The task calls for an exact copy of the records, without any images.

START DATA

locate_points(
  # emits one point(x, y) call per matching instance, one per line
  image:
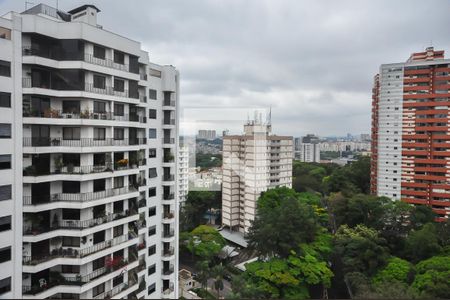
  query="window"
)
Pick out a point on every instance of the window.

END DATA

▶ _RESPONSE_:
locate_points(
  # emits one point(x, y) call per matching instance, one per line
  image:
  query="window"
)
Pick out a point on every instance of the window.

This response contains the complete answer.